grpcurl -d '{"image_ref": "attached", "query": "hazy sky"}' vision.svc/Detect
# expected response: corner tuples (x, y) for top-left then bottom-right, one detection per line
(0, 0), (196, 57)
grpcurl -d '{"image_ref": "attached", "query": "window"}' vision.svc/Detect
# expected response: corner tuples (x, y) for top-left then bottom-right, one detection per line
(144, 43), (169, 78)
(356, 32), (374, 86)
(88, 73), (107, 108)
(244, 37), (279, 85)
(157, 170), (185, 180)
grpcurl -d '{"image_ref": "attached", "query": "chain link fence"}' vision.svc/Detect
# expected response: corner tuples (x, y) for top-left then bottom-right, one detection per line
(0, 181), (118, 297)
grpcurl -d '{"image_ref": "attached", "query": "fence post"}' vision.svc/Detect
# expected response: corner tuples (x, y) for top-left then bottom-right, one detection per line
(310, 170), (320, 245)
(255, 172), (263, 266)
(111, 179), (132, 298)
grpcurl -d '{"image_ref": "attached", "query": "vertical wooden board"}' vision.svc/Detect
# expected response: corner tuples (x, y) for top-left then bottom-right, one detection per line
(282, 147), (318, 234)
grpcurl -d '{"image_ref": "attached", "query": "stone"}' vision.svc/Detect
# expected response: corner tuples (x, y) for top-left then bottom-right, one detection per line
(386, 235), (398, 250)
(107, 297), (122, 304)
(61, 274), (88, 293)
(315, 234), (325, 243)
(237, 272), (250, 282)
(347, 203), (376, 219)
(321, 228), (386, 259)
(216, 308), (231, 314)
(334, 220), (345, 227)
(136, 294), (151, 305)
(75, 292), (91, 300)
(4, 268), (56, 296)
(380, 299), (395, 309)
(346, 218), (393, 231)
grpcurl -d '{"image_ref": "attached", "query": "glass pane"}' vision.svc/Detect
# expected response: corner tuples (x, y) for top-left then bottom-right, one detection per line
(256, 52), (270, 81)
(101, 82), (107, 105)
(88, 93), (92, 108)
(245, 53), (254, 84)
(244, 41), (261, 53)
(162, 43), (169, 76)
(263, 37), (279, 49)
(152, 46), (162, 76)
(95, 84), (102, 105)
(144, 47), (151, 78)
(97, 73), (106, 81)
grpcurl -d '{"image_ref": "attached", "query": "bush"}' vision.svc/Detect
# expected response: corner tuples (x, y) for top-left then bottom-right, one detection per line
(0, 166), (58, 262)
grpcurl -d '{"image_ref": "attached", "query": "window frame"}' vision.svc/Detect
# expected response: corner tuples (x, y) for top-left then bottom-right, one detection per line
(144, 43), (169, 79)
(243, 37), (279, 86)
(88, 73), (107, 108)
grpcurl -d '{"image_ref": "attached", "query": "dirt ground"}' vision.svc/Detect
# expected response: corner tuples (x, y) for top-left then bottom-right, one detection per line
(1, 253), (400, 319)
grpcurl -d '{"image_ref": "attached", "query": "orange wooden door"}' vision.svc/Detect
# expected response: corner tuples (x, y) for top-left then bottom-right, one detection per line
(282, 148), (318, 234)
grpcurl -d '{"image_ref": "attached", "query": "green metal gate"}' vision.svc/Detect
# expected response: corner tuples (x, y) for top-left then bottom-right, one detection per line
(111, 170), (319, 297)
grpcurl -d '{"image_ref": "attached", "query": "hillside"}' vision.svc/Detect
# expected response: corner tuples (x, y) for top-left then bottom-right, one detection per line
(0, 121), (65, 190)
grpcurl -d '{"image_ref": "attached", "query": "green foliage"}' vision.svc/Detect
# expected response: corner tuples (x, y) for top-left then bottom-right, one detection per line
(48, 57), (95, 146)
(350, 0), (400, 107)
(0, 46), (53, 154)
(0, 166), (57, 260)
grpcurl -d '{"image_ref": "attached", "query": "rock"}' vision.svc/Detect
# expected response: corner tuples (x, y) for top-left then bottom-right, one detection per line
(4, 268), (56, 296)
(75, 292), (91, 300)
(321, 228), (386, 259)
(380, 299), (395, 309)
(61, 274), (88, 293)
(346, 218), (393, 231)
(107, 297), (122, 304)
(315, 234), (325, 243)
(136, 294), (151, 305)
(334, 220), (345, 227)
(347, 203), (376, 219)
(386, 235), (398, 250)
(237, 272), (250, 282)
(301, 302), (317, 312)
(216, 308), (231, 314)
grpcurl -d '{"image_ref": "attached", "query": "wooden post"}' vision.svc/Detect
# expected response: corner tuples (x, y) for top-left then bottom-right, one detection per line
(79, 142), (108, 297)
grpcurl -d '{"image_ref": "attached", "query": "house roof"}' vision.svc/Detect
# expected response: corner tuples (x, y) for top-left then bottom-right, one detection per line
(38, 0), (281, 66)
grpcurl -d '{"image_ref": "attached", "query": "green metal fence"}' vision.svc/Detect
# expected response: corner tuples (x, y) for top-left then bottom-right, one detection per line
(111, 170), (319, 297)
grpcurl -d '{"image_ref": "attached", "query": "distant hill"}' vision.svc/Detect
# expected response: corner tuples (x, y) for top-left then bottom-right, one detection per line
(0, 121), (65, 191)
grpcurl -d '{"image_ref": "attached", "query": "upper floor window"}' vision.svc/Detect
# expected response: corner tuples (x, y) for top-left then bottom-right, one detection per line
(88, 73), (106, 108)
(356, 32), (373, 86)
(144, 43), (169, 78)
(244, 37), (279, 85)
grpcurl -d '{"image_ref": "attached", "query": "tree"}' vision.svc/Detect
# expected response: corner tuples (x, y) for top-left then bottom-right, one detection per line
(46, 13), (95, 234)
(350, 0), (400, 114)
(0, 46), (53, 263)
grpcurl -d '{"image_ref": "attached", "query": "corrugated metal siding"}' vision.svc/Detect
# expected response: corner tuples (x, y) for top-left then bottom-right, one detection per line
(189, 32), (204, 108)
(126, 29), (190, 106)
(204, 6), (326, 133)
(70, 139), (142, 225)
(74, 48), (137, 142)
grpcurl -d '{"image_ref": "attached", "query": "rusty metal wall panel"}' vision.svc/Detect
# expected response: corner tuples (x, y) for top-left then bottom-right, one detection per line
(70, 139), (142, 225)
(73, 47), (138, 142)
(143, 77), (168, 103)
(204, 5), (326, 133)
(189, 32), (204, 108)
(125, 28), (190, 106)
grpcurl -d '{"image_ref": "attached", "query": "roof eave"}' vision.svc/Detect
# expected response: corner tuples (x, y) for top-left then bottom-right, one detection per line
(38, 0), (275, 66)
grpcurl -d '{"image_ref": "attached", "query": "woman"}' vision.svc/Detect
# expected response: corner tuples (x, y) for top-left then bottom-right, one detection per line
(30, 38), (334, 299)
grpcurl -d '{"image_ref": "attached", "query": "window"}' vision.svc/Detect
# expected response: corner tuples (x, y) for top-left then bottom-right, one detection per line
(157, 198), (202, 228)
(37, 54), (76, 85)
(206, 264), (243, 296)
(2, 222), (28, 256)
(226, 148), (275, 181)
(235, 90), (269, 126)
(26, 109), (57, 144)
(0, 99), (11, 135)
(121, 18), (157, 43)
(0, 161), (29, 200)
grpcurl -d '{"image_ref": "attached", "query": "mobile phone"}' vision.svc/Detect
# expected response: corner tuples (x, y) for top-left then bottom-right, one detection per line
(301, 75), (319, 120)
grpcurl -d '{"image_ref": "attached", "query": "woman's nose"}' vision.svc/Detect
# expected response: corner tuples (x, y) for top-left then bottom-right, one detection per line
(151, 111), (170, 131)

== == ==

_WHAT YOU SHOULD DO:_ Nothing in the listing above may be altered; transcribe all of it.

_ANSWER TO THIS TASK:_
grpcurl -d '{"image_ref": "attached", "query": "hazy sky"}' vision.svc/Detect
# expected response: corner tuples (x, y) for top-left then bottom-right, one detection per line
(0, 0), (196, 57)
grpcurl -d '{"image_ref": "attached", "query": "window"}' vision.svc/Detect
# expected response: corner tuples (x, y) for top-left then bottom-right, one detection per line
(144, 43), (169, 78)
(356, 32), (374, 86)
(88, 73), (107, 108)
(244, 37), (279, 85)
(157, 170), (185, 180)
grpcurl -d '{"image_ref": "attached", "query": "chain link fence"}' vision.svc/Detect
# expected response: corner tuples (x, y) for top-left then bottom-right, one detection per line
(0, 181), (118, 297)
grpcurl -d '{"image_ref": "attached", "query": "fence post"}' vision.svc/Detect
# expected response: corner tuples (x, y) for top-left then bottom-right, one detection per line
(310, 170), (320, 245)
(255, 172), (263, 266)
(111, 179), (132, 298)
grpcurl -d '{"image_ref": "attached", "query": "vertical wooden board"}' vision.svc/Detect
# expected response: corner tuples (x, y) for top-left then bottom-right, one detection per line
(282, 147), (318, 234)
grpcurl -d '{"image_ref": "attached", "query": "stone"}' vision.svc/Detect
# expected response: corner tuples (x, y) for top-left then bottom-right, one detection per line
(386, 235), (398, 250)
(107, 297), (122, 304)
(61, 274), (88, 293)
(315, 234), (325, 243)
(237, 272), (250, 282)
(347, 203), (376, 219)
(321, 228), (386, 259)
(216, 308), (231, 314)
(334, 220), (345, 227)
(136, 294), (151, 305)
(75, 292), (91, 300)
(4, 268), (56, 296)
(380, 299), (395, 309)
(346, 218), (393, 231)
grpcurl -d '{"image_ref": "attached", "query": "glass pane"}' vision.svc/Detect
# expected response: corner tuples (x, y) for top-left then bottom-right, one detection per line
(256, 52), (270, 81)
(101, 82), (107, 105)
(88, 93), (92, 108)
(245, 53), (254, 84)
(244, 41), (261, 53)
(162, 43), (169, 76)
(263, 37), (279, 49)
(152, 46), (162, 76)
(95, 84), (102, 105)
(144, 47), (151, 78)
(97, 73), (106, 81)
grpcurl -d '{"image_ref": "attached", "query": "bush"}' vision.svc/Detect
# expected response: corner tuples (x, y) for top-left then bottom-right, one detection per line
(0, 166), (58, 262)
grpcurl -d '{"image_ref": "attached", "query": "window frame"}' vision.svc/Detect
# expected response: corner tuples (x, y) for top-left then bottom-right, one detection per line
(144, 43), (169, 79)
(243, 37), (279, 86)
(88, 73), (107, 108)
grpcurl -d '{"image_ref": "attached", "query": "dirt ground"}' vision.svc/Detect
# expected response: corner tuples (x, y) for top-left then bottom-right, one detection per line
(1, 253), (400, 319)
grpcurl -d '{"image_ref": "attached", "query": "orange wooden door"}' vision.svc/Detect
# expected response: corner tuples (x, y) for top-left then bottom-right, one detection per line
(282, 148), (318, 234)
grpcurl -d '{"image_ref": "attached", "query": "green metal gate"}' vision.svc/Detect
# expected response: corner tuples (x, y) for top-left then bottom-right, one detection per line
(111, 170), (319, 297)
grpcurl -d '{"image_ref": "attached", "query": "hillside"}' vision.svc/Detect
# expected response: corner tuples (x, y) for top-left then bottom-right, one detection per line
(0, 121), (65, 190)
grpcurl -d '{"image_ref": "attached", "query": "green foliage"}' vision.svc/Detect
# expected response: corner tuples (x, y) for top-left then bottom-right, one detection per line
(48, 57), (95, 146)
(350, 0), (400, 107)
(0, 46), (53, 154)
(0, 166), (57, 260)
grpcurl -d '{"image_ref": "attached", "query": "rock"}' vision.svc/Detect
# expected response: corner tuples (x, y) for top-left then bottom-right, one detection per line
(4, 268), (56, 296)
(75, 292), (91, 300)
(321, 228), (386, 259)
(380, 299), (395, 309)
(61, 274), (88, 293)
(346, 218), (393, 231)
(107, 297), (122, 304)
(315, 234), (325, 243)
(136, 294), (151, 305)
(334, 220), (345, 227)
(347, 203), (376, 219)
(386, 235), (398, 250)
(237, 272), (250, 282)
(301, 302), (317, 312)
(216, 308), (231, 314)
grpcurl -d '{"image_ref": "attached", "query": "wooden post"}' vision.svc/Detect
# expected response: corner tuples (x, y) for top-left then bottom-right, one detection per line
(79, 142), (108, 297)
grpcurl -d '{"image_ref": "attached", "query": "house roof"}' vision.svc/Detect
# expected response: corner tuples (x, y) for top-left then bottom-right, one detection per line
(38, 0), (281, 66)
grpcurl -d '{"image_ref": "attached", "query": "green metal fence"}' vision.svc/Detect
# expected response: corner tuples (x, y) for top-left then bottom-right, one detection per line
(111, 170), (319, 297)
grpcurl -d '{"image_ref": "attached", "query": "distant hill"}' vision.svc/Detect
# expected response: corner tuples (x, y) for top-left then bottom-right, one detection per line
(0, 121), (65, 191)
grpcurl -d '{"image_ref": "attached", "query": "upper floor window"}' vision.svc/Detect
# expected response: corner tuples (x, y) for top-left then bottom-right, one detection per line
(88, 73), (106, 108)
(356, 32), (373, 86)
(144, 43), (169, 78)
(244, 37), (279, 85)
grpcurl -d '{"image_ref": "attached", "query": "tree"}' vision.svc/Detect
# expected response: corner tuples (x, y) for top-left then bottom-right, one detection per line
(46, 13), (95, 234)
(350, 0), (400, 114)
(0, 46), (53, 263)
grpcurl -d '{"image_ref": "attached", "query": "corrugated metal siding"}' vision.svc/Detect
# expected response: corner tuples (x, y) for top-left then bottom-right, one detection per line
(189, 32), (204, 108)
(126, 29), (190, 106)
(204, 6), (326, 133)
(70, 139), (142, 225)
(74, 48), (137, 142)
grpcurl -d '{"image_ref": "attached", "query": "rusty metal wall panel"}' vision.svc/Detect
# expected response: corner tuples (x, y) for top-left then bottom-right, one detection per line
(70, 139), (142, 225)
(73, 47), (138, 142)
(143, 77), (168, 103)
(204, 5), (326, 133)
(189, 32), (204, 108)
(125, 28), (190, 106)
grpcurl -d '{"image_ref": "attached", "query": "roof eave"}' vision.svc/Detect
# expected response: corner tuples (x, y) for top-left then bottom-right, one detection per line
(38, 0), (275, 66)
grpcurl -d '{"image_ref": "attached", "query": "woman"}' vision.svc/Detect
# expected response: corner tuples (x, y) for top-left then bottom-right, one detection per line
(30, 38), (334, 299)
grpcurl -d '{"image_ref": "attached", "query": "window"}' vision.svc/Detect
# expected response: corner tuples (x, y) for top-left then bottom-right, one detection per line
(157, 198), (202, 228)
(37, 54), (76, 85)
(206, 264), (243, 296)
(2, 222), (28, 256)
(226, 148), (275, 181)
(235, 90), (269, 126)
(26, 109), (57, 144)
(0, 99), (11, 135)
(121, 18), (157, 43)
(0, 161), (29, 200)
grpcurl -d '{"image_ref": "attached", "query": "mobile phone"}' vision.svc/Detect
# expected response: corner tuples (x, y) for top-left then bottom-right, one detection per line
(301, 75), (319, 120)
grpcurl -d '{"image_ref": "attached", "query": "woman's nose"}' vision.svc/Detect
# expected response: corner tuples (x, y) for top-left then bottom-right, one detection per line
(151, 111), (170, 131)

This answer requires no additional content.